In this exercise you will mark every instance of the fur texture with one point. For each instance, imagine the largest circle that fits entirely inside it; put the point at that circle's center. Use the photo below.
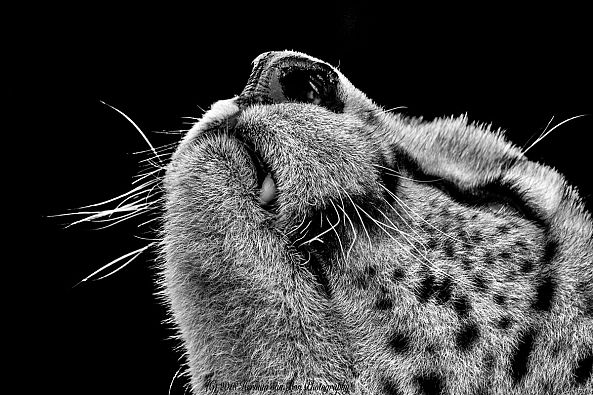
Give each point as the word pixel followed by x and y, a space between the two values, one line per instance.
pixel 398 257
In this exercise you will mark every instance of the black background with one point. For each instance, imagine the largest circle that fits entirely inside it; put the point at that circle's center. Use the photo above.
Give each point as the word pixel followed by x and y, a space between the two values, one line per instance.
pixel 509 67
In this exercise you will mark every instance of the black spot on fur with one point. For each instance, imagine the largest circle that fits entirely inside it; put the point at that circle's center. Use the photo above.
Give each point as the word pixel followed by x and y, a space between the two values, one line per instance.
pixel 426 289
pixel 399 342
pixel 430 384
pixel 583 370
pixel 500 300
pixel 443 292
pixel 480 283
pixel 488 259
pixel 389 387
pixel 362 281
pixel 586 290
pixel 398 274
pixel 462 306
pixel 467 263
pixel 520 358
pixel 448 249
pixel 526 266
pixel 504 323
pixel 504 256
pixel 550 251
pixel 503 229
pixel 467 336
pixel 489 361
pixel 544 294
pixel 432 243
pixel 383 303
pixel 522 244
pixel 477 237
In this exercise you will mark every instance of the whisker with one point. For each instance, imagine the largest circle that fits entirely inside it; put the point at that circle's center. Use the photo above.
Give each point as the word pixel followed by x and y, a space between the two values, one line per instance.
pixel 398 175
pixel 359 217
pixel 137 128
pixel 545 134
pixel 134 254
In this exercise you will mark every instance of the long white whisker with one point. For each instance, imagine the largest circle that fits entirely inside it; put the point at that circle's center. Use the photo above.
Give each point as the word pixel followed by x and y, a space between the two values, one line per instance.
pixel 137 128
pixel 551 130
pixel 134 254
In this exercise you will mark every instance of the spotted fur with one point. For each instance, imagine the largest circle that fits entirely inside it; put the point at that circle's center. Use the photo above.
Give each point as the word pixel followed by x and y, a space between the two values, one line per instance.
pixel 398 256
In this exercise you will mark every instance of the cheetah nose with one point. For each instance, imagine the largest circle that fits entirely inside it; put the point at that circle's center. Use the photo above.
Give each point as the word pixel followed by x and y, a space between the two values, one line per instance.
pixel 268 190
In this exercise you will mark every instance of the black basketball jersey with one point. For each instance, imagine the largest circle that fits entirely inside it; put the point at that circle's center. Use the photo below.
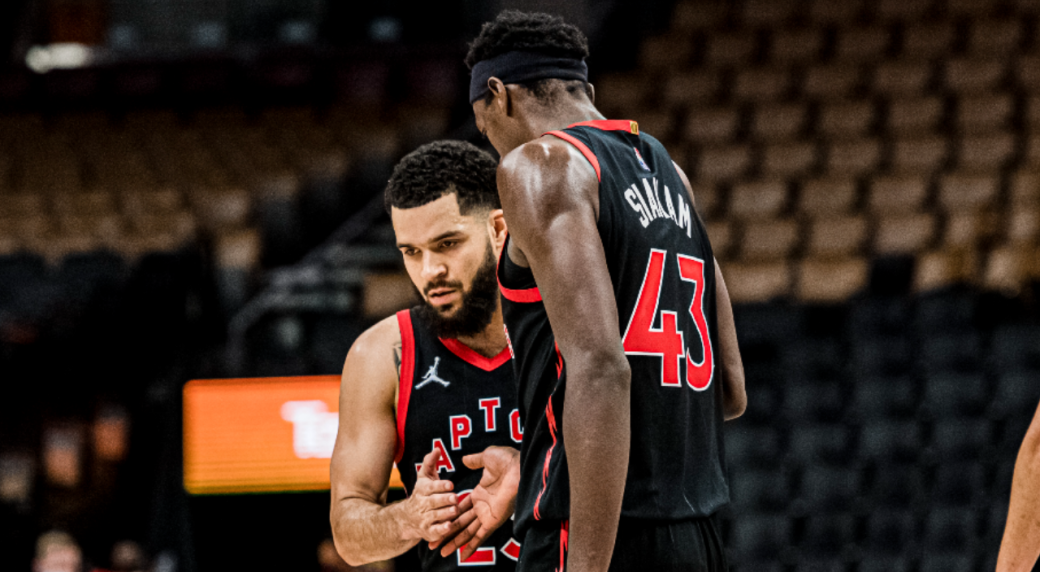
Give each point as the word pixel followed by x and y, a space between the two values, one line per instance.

======

What you will do -
Print the lines from the one containing "the black spot" up to and including the one containing "pixel 550 251", word for word.

The completed task -
In this exercise you will mark every instance of the black spot on fur with one point. For each instance, imagine the largest circle that fits entirely inside it; put the point at that circle's center. Use the photo above.
Give each point as the word pixel followed by x and y, a space between the two values, one line per instance.
pixel 426 289
pixel 399 342
pixel 430 384
pixel 583 370
pixel 500 300
pixel 443 292
pixel 480 283
pixel 488 259
pixel 389 387
pixel 362 281
pixel 586 290
pixel 398 274
pixel 462 306
pixel 467 263
pixel 520 358
pixel 448 249
pixel 526 266
pixel 504 323
pixel 504 256
pixel 550 251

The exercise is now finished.